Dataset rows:
====

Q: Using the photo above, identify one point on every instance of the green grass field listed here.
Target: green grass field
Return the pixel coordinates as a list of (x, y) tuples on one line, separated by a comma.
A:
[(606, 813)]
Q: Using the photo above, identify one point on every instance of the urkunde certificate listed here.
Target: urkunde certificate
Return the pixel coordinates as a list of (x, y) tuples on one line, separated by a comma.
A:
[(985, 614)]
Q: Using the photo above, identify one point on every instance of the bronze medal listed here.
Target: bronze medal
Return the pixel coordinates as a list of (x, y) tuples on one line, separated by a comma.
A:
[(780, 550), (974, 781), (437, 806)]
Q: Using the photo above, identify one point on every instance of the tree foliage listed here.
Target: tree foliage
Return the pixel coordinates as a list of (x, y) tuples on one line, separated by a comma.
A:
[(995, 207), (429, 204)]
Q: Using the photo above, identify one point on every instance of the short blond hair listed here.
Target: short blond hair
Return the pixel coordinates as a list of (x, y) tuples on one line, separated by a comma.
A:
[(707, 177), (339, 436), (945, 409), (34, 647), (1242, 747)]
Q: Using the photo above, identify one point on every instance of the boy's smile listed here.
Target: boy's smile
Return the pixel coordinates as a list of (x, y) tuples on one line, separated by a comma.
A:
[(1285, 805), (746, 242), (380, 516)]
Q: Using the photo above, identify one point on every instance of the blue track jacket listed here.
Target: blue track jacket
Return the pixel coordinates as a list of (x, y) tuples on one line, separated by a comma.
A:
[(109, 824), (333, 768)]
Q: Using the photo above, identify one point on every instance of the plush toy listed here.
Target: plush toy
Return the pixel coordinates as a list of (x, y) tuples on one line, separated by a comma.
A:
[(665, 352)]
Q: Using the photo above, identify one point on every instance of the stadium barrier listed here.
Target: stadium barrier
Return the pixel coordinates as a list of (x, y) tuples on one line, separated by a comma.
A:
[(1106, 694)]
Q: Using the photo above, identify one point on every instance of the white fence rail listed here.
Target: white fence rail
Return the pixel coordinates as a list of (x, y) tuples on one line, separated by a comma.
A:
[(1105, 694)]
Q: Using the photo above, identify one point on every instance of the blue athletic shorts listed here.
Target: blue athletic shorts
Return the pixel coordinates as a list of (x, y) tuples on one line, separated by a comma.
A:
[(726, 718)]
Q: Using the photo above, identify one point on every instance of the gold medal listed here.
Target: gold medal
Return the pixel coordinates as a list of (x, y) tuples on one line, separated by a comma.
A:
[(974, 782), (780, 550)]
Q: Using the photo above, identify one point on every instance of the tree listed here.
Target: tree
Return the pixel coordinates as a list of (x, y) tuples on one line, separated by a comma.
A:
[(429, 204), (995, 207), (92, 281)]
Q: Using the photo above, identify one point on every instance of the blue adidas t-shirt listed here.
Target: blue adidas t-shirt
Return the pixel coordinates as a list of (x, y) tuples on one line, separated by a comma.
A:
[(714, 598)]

====

Exercise prompt:
Return every line of the material above word for word, with nothing changed.

Answer to the problem:
Q: Using the photo above, identify one point on every instance of the green grass field listed here.
Target: green grass field
Return the pixel coordinates as a list of (x, y) tuples on one line, separated by a comma.
A:
[(606, 813)]
Q: Using the photo above, identify one point on every instance of the urkunde certificate listed here.
Target: urkunde certificate
Return the pixel coordinates as a list of (x, y) tuples on one line, separated by a comma.
A:
[(985, 614)]
Q: Using the photo above, identify one point on every instance of the bronze medal listed here.
Target: bronze medal
Return the pixel coordinates as a list of (x, y) tuples on one line, separated by a comma.
A:
[(780, 550), (974, 781), (437, 806)]
Q: Using the photo above, identify one point on every instance of the tree foliage listed here.
Target: tree foliage
Return the pixel coordinates as a list of (x, y) tuples on one line, separated by a comma.
A:
[(995, 207), (429, 204)]
Q: Using the photo above, identify one point on every instance of the short blond hair listed here.
Target: short blond hair
Return the pixel coordinates as a list of (x, y) tuples on one line, separated by a comma.
A:
[(707, 177), (339, 436), (945, 409), (34, 647), (1242, 747)]
Q: Using the photo above, identify one point on every instance of the boy's smile listed here.
Target: boy's smile
Return the pixel coordinates as a list of (x, y) tuples on one line, separated by a comma.
A:
[(1285, 805), (746, 242), (380, 516)]
Q: Using the photo above, identify one point on every instance of the blue track jacket listed here.
Target: blue track jacket
Return the pixel coordinates as a list of (x, y) tuples on one line, separated by a comma.
A:
[(109, 824), (333, 768)]
Q: Using the photo above, identify one point on every instance of the plush toy listed here.
Target: plush toy
Return the pixel coordinates as a list of (x, y) tuples on one line, separated by a comma.
A:
[(665, 352)]
Q: Using the photo above, identify one point on every instance of the stadium barrier listed here.
Target: stadium barrier
Return the pixel coordinates as a list of (x, y) tuples on one line, separated by a comma.
A:
[(1106, 694)]
Q: Using the photo above, identify one point on every instance of the white fence rail listed here.
Target: white fence rail
Return the pixel coordinates as a list of (x, y) tuples on one line, separated by a comma.
A:
[(1105, 694)]
Q: Using the photo above, identify one point on every instance of the blue athletic shorts listed here.
Target: blue athletic shorts
Return the pixel coordinates as a list of (x, y) tuples on one line, separated by a comma.
A:
[(726, 718)]
Q: Using the photo above, identify one point on every instance of the gold medal listed here.
Target: gold medal
Return the pixel coordinates as a list of (x, y) tuples on one line, separated by a comma.
A:
[(974, 782), (780, 550)]
Q: Using the photo above, identify one point on every instance of the tree listed here.
Target: tree
Return the pixel coordinates as a list of (x, y) tuples on one line, separated by a comma.
A:
[(429, 204), (995, 207), (92, 281)]
Q: Using the photo above, identify one point on every instance of the blue adidas t-shirt listed here.
Target: blue adidas t-shirt
Return the pixel coordinates as a list of (x, y) tuples on one line, separated by a comma.
A:
[(714, 598)]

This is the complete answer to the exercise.